◆ DATA
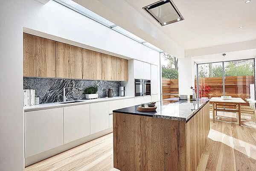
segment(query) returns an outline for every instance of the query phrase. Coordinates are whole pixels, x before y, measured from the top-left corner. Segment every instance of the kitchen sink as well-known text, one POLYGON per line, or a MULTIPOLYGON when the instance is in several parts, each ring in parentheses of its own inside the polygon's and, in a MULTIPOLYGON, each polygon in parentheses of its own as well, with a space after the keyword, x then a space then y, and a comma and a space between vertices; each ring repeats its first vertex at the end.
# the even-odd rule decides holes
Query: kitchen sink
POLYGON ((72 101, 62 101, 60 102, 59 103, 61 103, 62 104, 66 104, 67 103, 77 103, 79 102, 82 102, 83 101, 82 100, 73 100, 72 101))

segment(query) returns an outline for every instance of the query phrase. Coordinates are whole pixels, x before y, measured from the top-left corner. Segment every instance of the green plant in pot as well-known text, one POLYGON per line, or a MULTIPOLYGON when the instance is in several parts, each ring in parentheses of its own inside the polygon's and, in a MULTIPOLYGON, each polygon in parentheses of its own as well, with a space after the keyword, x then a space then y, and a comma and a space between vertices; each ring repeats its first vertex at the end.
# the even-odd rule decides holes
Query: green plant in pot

◆ TASK GOAL
Rewrite all the data above, changing "well-known text" to "WKT" and keeping every other part the same; leave out the pictures.

◆ WRITTEN SOLUTION
segment(query) returns an outline for every instance of the query phrase. Coordinates are whole pixels, x before y, measured from the top-left corner. Segment every instance of the kitchen sink as WKT, one POLYGON per line, or a MULTIPOLYGON when the instance is in several parts, each ring in parentheses of its own inside the polygon's and, in a MULTIPOLYGON, each polygon in parentheses of its own as well, with a space after the keyword, x then a space then y, and a comma and a space between vertices; each ring repeats its first vertex at the end.
# the even-odd rule decides holes
Query: kitchen sink
POLYGON ((72 101, 62 101, 60 102, 59 103, 61 103, 62 104, 66 104, 67 103, 77 103, 79 102, 82 102, 83 101, 82 100, 73 100, 72 101))

segment(query) returns an outline for every instance of the query phrase. Coordinates are whole pixels, x before y, measured from the top-left corner. Segment every instance of the green plant in pot as WKT, one POLYGON per line, or a MULTIPOLYGON when the instance is in several parts, each ring in parentheses of its own inside the polygon's and, in a MULTIPOLYGON, each polygon in parentheses of its own as well, with a space after the keyword, x then a space then y, and a comma and a space between vertices; each ring repeats its first vertex at the end.
# the even-odd rule decides holes
Query: green plant in pot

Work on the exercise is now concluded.